Print every line of the entries below verbatim, leaving out the pictures.
+ + + + + + +
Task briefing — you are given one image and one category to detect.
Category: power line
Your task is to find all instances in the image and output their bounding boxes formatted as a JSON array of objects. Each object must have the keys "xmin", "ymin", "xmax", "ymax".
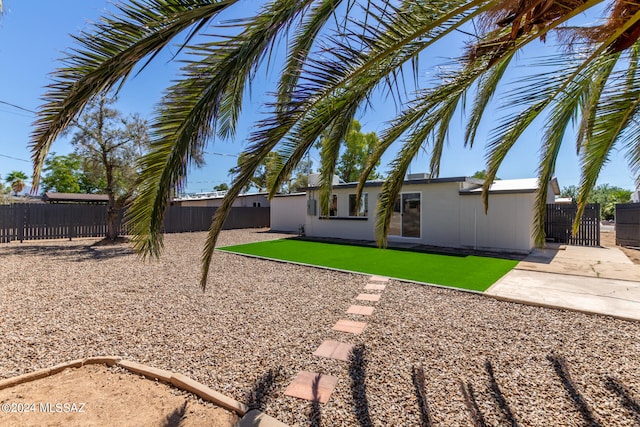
[
  {"xmin": 0, "ymin": 100, "xmax": 38, "ymax": 114},
  {"xmin": 0, "ymin": 154, "xmax": 31, "ymax": 163},
  {"xmin": 203, "ymin": 151, "xmax": 240, "ymax": 157}
]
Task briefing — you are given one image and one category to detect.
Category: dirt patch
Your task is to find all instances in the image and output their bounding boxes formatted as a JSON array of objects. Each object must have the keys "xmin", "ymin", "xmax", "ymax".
[
  {"xmin": 600, "ymin": 231, "xmax": 640, "ymax": 264},
  {"xmin": 0, "ymin": 365, "xmax": 238, "ymax": 427}
]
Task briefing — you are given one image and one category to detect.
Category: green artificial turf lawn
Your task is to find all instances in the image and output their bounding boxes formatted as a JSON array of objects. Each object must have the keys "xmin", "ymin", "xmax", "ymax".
+ + + + + + +
Expected answer
Task briefing — you are given one image and one category to detect.
Category: power line
Your task is to find all instances in the image and output their bounding boxes formatted as a JSON array of objects. Each object must have the keys "xmin", "ymin", "xmax", "ymax".
[
  {"xmin": 0, "ymin": 100, "xmax": 38, "ymax": 114},
  {"xmin": 0, "ymin": 154, "xmax": 31, "ymax": 163},
  {"xmin": 203, "ymin": 151, "xmax": 240, "ymax": 157}
]
Task briefing — you are given one image and one category to detect.
Category: dirt patch
Your task is to find all instances in the image and output their bounding boxes formatted as a JSON array of objects. Each object must have the keys "xmin", "ymin", "xmax", "ymax".
[
  {"xmin": 600, "ymin": 231, "xmax": 640, "ymax": 264},
  {"xmin": 0, "ymin": 365, "xmax": 238, "ymax": 427}
]
Task briefing — you are given one image and one category to detect.
Category: green artificial turf lawn
Your task is to find all instances in the image and output their bounding boxes formatted as a JSON array of objects. Each object must have the keys "xmin", "ymin", "xmax", "ymax".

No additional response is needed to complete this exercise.